## DATA ROWS:
______

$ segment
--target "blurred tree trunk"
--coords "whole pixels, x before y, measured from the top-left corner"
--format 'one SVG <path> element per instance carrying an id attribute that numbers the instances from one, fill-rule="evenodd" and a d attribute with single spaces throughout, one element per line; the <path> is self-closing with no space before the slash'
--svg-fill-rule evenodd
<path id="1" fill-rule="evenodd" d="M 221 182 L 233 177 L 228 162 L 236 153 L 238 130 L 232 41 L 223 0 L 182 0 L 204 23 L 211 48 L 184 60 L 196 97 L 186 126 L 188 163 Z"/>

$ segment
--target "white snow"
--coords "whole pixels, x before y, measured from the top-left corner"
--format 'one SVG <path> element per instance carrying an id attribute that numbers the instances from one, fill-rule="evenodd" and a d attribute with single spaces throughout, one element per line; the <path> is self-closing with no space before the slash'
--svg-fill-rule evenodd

______

## OBJECTIVE:
Copy out the lines from the first one through the line with "221 182 L 233", both included, requests and all. Scale every coordinate in the answers by 0.55 and round each to a whole number, with halves rounded up.

## COMPLETED TASK:
$ segment
--target "blurred tree trunk"
--coords "whole pixels, x before y, measured from the top-left corner"
--format 'one SVG <path> element per instance carrying an id attribute that numbers the instances from one, fill-rule="evenodd" and a d attribute with single spaces throughout, one element per line; the <path> is self-closing with no space before the slash'
--svg-fill-rule evenodd
<path id="1" fill-rule="evenodd" d="M 122 100 L 128 97 L 125 89 L 130 84 L 131 72 L 128 23 L 123 0 L 100 0 L 112 13 L 116 26 L 101 33 L 108 53 L 102 69 L 103 90 Z"/>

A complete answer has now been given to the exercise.